__BRIEF__
Find every line in the records below that contains "balloon", and copy it.

─── AVAILABLE DATA

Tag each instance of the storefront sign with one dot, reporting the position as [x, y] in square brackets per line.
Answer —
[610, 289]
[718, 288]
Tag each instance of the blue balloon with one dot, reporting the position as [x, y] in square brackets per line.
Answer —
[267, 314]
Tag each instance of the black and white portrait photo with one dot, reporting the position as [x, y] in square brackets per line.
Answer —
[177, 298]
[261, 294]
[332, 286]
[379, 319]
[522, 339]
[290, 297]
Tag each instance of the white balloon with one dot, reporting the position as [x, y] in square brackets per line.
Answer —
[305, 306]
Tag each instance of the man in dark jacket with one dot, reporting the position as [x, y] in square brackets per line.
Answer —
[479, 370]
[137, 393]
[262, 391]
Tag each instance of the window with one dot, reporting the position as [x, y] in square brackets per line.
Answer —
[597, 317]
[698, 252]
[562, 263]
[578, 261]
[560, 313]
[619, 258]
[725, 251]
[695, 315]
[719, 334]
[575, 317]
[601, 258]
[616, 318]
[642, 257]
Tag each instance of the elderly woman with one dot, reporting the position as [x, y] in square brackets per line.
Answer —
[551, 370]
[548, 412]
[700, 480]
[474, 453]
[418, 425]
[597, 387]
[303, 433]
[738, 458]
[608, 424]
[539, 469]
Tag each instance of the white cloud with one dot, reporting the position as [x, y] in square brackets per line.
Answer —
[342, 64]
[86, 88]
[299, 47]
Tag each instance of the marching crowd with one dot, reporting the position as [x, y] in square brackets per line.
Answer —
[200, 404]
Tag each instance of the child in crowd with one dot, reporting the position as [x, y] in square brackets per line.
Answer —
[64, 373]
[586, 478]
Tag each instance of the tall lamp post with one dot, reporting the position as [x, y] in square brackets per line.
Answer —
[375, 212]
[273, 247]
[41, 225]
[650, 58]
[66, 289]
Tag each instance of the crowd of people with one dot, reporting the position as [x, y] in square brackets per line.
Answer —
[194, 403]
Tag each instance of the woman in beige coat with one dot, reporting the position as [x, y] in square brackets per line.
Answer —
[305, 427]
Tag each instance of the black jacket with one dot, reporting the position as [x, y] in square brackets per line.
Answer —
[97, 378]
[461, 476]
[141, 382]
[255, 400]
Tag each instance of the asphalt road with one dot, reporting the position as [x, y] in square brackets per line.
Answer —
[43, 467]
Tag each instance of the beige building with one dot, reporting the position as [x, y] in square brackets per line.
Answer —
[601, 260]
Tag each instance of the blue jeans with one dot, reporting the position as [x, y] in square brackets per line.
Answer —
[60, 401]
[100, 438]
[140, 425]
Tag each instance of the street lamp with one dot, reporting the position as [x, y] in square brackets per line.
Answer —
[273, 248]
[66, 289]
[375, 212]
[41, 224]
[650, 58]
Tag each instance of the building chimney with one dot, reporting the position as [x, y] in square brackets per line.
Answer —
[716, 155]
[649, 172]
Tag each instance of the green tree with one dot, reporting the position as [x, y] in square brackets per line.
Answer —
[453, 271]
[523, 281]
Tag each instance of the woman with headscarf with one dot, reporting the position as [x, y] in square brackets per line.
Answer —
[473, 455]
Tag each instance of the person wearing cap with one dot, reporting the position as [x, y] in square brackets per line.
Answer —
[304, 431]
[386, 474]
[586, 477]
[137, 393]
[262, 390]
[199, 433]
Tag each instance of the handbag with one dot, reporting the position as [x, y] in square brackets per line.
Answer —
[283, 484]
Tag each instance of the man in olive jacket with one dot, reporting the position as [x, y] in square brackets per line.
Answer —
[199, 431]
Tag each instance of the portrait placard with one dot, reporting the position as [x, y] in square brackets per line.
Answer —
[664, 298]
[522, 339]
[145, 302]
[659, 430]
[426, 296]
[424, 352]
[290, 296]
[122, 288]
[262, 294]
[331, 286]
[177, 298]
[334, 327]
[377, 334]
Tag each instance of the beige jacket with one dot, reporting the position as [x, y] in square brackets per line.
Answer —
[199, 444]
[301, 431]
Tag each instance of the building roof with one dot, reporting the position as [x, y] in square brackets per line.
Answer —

──────

__RESPONSE TO THE TASK__
Tag each instance of the blue balloon with one dot, reporting the position as [x, y] in square brackets per line.
Tag each instance of the white balloon with one dot, reporting the position as [x, y] in square brackets per line.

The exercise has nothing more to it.